▸ BLOCO DE TEXTO

═══

Acórdão nº 656/03.2TBMTA.L1.S1 de Supremo Tribunal de Justiça (Portugal), 18 de Dezembro de 2012

Magistrado ResponsávelFONSECA RAMOS
Data da Resolução18 de Dezembro de 2012
EmissorSupremo Tribunal de Justiça (Portugal)

Acordam no Supremo Tribunal de Justiça AA, Sociedade de Advogados, intentou, no dia 26 de Março de 2003, no Tribunal Judicial da Comarca da Moita – 3º Juízo – acção declarativa de condenação, com processo ordinário – contra: BB, S.A.

Pedindo a condenação desta a pagar-lhe a quantia de € 39 603,03 (sendo € 36 661,65 relativos ao valor do veículo automóvel com a n°000000, € 500 concernentes a despesas com o seu reboque e € 2 442,38 relativos ao aluguer de duas viaturas de substituição), acrescida de juros de mora à taxa legal a contar da citação.

Alegou, em síntese, que, no dia 26 de Dezembro de 2002, junto à Praia do Rosário, freguesia do Rosário, Moita, ao executar uma manobra de inversão de sentido de marcha, o seu veículo n°0000000 ficou atolado em zona arenosa, nas proximidades do rio, onde acabou por ficar parcialmente submerso pelas águas, devido à subida da maré.

Em consequência desse “acidente de viação” a Autora ficou privada do veículo, então avaliado em € 36 661,65 e logo considerado não recuperável, teve de recorrer a veículos de substituição, com o que despendeu € 2 442,38 e suportou os custos com o reboque no valor de € 500, valores estes pelos quais a ré é responsável por virtude do contrato de seguro do ramo automóvel/opção VIP, titulado pela apólice n°0000000000, que garante este tipo de riscos.

A ré, em contestação, alegou que o sinistro não estava abrangido pelo contrato de seguro, sob o argumento de este não cobrir simples avarias do veículo e as que ocorreram não terem resultado de acidente de viação.

Logo no despacho saneador a ré foi absolvida do pedido, decisão que veio a ser anulada por acórdão, de 3 de Junho de 2004, deste Tribunal da Relação de Lisboa, que ordenou que os autos prosseguissem, devendo proceder-se à enunciação dos factos assentes e à elaboração da base instrutória (fls. 189).

Cumprido o ordenado, corridos os subsequentes termos processuais, foi proferida nova sentença a julgar a acção improcedente e a absolver a ré Companhia de BB, S.A. do pedido.

═══

Entradas de rotulagem da posição de objetos:

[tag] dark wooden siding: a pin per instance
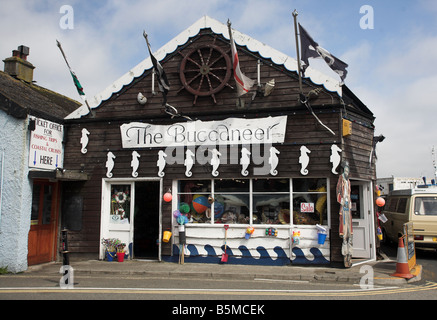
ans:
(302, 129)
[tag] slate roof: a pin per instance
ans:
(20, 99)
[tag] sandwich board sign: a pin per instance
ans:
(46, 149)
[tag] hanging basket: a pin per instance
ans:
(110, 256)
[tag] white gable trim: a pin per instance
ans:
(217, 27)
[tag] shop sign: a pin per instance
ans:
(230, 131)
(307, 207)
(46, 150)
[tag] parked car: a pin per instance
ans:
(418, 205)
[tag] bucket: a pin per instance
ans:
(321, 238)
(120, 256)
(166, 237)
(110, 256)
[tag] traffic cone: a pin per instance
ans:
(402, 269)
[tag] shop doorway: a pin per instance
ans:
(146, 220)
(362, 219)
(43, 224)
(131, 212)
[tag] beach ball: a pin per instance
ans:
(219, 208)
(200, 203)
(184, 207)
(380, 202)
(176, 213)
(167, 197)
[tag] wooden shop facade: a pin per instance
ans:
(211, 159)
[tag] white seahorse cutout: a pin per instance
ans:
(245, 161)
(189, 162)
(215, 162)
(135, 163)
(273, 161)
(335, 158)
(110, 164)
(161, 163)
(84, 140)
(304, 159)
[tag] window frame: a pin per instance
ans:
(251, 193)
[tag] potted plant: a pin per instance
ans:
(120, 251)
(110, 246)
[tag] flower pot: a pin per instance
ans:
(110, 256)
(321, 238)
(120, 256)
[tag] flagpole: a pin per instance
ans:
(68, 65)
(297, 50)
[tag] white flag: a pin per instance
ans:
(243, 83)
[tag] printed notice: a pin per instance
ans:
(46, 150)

═══

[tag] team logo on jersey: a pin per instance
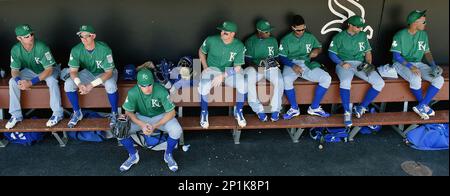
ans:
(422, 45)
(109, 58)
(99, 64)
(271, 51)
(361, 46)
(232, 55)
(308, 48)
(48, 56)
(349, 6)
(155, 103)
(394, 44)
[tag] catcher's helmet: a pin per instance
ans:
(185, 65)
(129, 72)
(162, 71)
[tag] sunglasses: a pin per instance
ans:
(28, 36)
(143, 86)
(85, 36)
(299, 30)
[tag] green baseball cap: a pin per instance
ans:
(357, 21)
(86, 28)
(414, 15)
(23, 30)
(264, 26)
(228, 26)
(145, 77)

═══

▸ EXERCÍCIO PROPOSTO
Edite o acórdão e reproduza tudo desde "Acórdão nº 656/03.2TBMTA.L1.S1" até "contar da citação.", trocando "aluguer" por "aluguel".

▸ RESPOSTA DO EXERCÍCIO
Acórdão nº 656/03.2TBMTA.L1.S1 de Supremo Tribunal de Justiça (Portugal), 18 de Dezembro de 2012

Magistrado ResponsávelFONSECA RAMOS
Data da Resolução18 de Dezembro de 2012
EmissorSupremo Tribunal de Justiça (Portugal)

Acordam no Supremo Tribunal de Justiça AA, Sociedade de Advogados, intentou, no dia 26 de Março de 2003, no Tribunal Judicial da Comarca da Moita – 3º Juízo – acção declarativa de condenação, com processo ordinário – contra: BB, S.A.

Pedindo a condenação desta a pagar-lhe a quantia de € 39 603,03 (sendo € 36 661,65 relativos ao valor do veículo automóvel com a n°000000, € 500 concernentes a despesas com o seu reboque e € 2 442,38 relativos ao aluguel de duas viaturas de substituição), acrescida de juros de mora à taxa legal a contar da citação.